The records below must be written out exactly, with every picture left behind.
╭─ INPUT ROWS
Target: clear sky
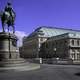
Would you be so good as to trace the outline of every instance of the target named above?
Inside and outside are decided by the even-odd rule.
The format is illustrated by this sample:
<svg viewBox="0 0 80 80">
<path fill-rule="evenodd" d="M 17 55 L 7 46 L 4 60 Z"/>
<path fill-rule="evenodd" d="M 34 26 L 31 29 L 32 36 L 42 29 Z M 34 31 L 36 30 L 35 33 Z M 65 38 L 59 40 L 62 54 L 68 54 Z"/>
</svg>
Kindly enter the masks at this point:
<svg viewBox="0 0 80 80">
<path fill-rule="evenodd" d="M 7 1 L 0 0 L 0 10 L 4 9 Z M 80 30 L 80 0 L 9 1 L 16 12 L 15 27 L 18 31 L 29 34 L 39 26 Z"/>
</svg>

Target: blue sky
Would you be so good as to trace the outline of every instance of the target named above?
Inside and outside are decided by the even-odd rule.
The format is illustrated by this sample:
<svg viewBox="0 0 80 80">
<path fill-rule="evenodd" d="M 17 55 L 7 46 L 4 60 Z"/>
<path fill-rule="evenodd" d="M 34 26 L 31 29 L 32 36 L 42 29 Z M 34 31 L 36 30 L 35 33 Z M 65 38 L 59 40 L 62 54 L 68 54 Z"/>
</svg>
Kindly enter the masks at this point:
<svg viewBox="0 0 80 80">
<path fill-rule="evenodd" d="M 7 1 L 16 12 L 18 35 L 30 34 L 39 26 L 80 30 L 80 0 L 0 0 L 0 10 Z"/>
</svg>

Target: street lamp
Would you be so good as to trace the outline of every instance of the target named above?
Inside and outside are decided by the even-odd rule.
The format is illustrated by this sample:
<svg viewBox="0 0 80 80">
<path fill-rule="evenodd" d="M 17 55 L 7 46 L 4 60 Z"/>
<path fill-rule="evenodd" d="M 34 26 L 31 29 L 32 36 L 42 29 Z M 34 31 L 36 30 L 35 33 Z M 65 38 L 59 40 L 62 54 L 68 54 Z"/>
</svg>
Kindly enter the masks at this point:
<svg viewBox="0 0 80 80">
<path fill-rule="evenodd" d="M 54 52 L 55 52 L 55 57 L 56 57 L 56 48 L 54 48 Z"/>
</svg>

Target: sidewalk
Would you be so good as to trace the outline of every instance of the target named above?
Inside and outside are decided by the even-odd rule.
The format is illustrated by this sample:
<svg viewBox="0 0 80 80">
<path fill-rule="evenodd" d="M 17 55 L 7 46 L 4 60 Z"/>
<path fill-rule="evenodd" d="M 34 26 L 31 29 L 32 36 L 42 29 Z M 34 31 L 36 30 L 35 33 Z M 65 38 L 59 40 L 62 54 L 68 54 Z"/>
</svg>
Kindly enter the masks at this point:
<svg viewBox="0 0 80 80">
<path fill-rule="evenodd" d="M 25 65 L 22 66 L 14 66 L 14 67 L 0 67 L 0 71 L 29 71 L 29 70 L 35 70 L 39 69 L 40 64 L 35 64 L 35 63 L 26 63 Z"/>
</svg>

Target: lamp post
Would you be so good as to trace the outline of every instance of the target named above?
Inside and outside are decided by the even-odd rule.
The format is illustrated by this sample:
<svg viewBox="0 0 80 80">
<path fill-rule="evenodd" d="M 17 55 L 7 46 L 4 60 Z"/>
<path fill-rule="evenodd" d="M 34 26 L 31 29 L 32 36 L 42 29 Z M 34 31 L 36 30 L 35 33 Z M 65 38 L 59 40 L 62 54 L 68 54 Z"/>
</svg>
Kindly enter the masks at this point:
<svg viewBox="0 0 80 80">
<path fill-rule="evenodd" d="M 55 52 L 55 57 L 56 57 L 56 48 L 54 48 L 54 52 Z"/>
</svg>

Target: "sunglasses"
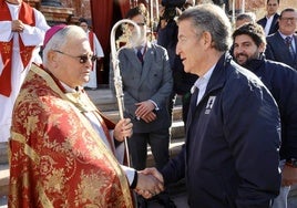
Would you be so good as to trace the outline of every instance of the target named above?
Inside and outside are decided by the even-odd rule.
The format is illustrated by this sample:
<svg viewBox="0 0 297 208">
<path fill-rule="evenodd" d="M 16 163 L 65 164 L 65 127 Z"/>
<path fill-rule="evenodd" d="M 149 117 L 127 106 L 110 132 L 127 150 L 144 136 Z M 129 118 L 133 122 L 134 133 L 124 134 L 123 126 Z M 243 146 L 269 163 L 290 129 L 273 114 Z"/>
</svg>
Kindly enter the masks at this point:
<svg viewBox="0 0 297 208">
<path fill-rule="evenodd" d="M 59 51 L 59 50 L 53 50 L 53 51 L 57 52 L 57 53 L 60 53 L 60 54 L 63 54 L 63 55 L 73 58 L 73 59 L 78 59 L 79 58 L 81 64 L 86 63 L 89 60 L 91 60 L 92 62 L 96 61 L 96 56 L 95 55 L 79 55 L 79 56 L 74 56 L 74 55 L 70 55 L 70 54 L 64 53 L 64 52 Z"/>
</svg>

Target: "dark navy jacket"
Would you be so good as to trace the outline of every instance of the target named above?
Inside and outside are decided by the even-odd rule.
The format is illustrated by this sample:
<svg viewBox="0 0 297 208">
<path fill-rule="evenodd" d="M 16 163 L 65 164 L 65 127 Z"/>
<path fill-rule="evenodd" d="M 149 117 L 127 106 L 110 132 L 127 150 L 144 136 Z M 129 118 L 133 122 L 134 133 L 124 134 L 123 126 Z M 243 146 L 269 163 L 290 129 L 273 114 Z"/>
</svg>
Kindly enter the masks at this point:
╰─
RESULT FOR THIS EXERCISE:
Target: clear sky
Would you be so good as to trace the outline of every instance of the target named above?
Inside and outside are decided by the even-odd rule.
The format is illustrated by this sample:
<svg viewBox="0 0 80 80">
<path fill-rule="evenodd" d="M 17 55 L 7 46 L 4 60 Z"/>
<path fill-rule="evenodd" d="M 34 26 L 31 29 L 32 36 L 42 29 Z M 34 31 L 36 30 L 35 33 Z M 65 38 L 59 40 L 62 54 L 68 54 Z"/>
</svg>
Kindly enter the masks at this point:
<svg viewBox="0 0 80 80">
<path fill-rule="evenodd" d="M 7 1 L 0 0 L 0 10 L 4 9 Z M 80 30 L 80 0 L 9 1 L 16 12 L 15 27 L 18 31 L 29 34 L 39 26 Z"/>
</svg>

Target: blue sky
Would you be so good as to trace the outline of every instance of the target named above?
Inside and outside are decided by the even-odd rule.
The format is illustrated by this sample:
<svg viewBox="0 0 80 80">
<path fill-rule="evenodd" d="M 17 55 L 7 46 L 4 60 Z"/>
<path fill-rule="evenodd" d="M 34 26 L 31 29 L 32 36 L 42 29 Z M 34 31 L 36 30 L 35 33 Z M 65 38 L 59 40 L 62 54 L 68 54 Z"/>
</svg>
Kindly enter the masks at this point:
<svg viewBox="0 0 80 80">
<path fill-rule="evenodd" d="M 7 1 L 16 12 L 18 35 L 30 34 L 39 26 L 80 30 L 80 0 L 0 0 L 0 10 Z"/>
</svg>

Target: street lamp
Would you be so good as to trace the outline of every instance of the target named above?
Inside and outside are decided by the even-odd rule.
The format is illustrated by this sample:
<svg viewBox="0 0 80 80">
<path fill-rule="evenodd" d="M 17 55 L 7 46 L 4 60 Z"/>
<path fill-rule="evenodd" d="M 34 26 L 31 29 L 32 36 L 42 29 Z M 34 31 L 36 30 L 35 33 Z M 65 38 L 59 40 L 62 54 L 68 54 Z"/>
</svg>
Kindly enter the masks at this point:
<svg viewBox="0 0 80 80">
<path fill-rule="evenodd" d="M 54 52 L 55 52 L 55 57 L 56 57 L 56 48 L 54 48 Z"/>
</svg>

Target: sidewalk
Would you be so good as to trace the outline of every instance of the target named above?
Inside and outside are decided by the even-odd rule.
The format is illustrated by this sample:
<svg viewBox="0 0 80 80">
<path fill-rule="evenodd" d="M 17 55 L 7 46 L 4 60 Z"/>
<path fill-rule="evenodd" d="M 34 26 L 31 29 L 32 36 L 42 29 Z M 34 31 L 36 30 L 35 33 Z M 65 38 L 59 40 L 62 54 L 68 54 Z"/>
</svg>
Kindly enter the masks at this point:
<svg viewBox="0 0 80 80">
<path fill-rule="evenodd" d="M 25 65 L 22 66 L 14 66 L 14 67 L 0 67 L 0 71 L 29 71 L 29 70 L 35 70 L 39 69 L 40 64 L 35 64 L 35 63 L 26 63 Z"/>
</svg>

Target: lamp post
Would you be so good as to trace the outline of every instance of the target named above?
Inside and outside are decided by the even-odd rule.
The format is illustrated by this sample:
<svg viewBox="0 0 80 80">
<path fill-rule="evenodd" d="M 17 55 L 7 46 L 4 60 Z"/>
<path fill-rule="evenodd" d="M 34 26 L 31 29 L 32 36 L 42 29 Z M 34 31 L 36 30 L 35 33 Z M 65 38 L 59 40 L 62 54 L 68 54 Z"/>
</svg>
Kindly enter the masks at this point:
<svg viewBox="0 0 80 80">
<path fill-rule="evenodd" d="M 55 52 L 55 57 L 56 57 L 56 48 L 54 48 L 54 52 Z"/>
</svg>

Target: "sunglasses"
Would you be so good as to trace the outline of every instance of the target named above?
Inside and outside are decided by the even-odd rule.
The format is illustrated by this sample:
<svg viewBox="0 0 297 208">
<path fill-rule="evenodd" d="M 16 163 L 65 164 L 65 127 Z"/>
<path fill-rule="evenodd" d="M 149 117 L 127 106 L 110 132 L 127 150 L 144 136 Z M 129 118 L 133 122 L 134 133 L 124 134 L 123 126 Z M 243 146 L 269 163 L 290 129 L 273 114 Z"/>
</svg>
Kindly enter the masks at this point:
<svg viewBox="0 0 297 208">
<path fill-rule="evenodd" d="M 59 51 L 59 50 L 53 50 L 53 51 L 57 52 L 57 53 L 60 53 L 60 54 L 63 54 L 63 55 L 73 58 L 73 59 L 78 59 L 79 58 L 81 64 L 86 63 L 89 60 L 91 60 L 92 62 L 96 61 L 96 56 L 95 55 L 79 55 L 79 56 L 74 56 L 74 55 L 70 55 L 70 54 L 64 53 L 64 52 Z"/>
</svg>

Target: "dark navy jacket"
Would you be so good as to trace the outline of every instance of the target named above?
Inside and outside are decided by the even-odd rule.
The format is illustrated by this sample:
<svg viewBox="0 0 297 208">
<path fill-rule="evenodd" d="M 16 163 L 65 164 L 65 127 Z"/>
<path fill-rule="evenodd" d="M 149 117 L 127 106 L 110 132 L 127 150 L 144 136 Z M 129 118 L 133 122 L 134 133 L 124 134 L 123 126 Z M 243 146 L 269 163 L 290 129 L 273 114 Z"/>
</svg>
Kindly enter the masks at this point:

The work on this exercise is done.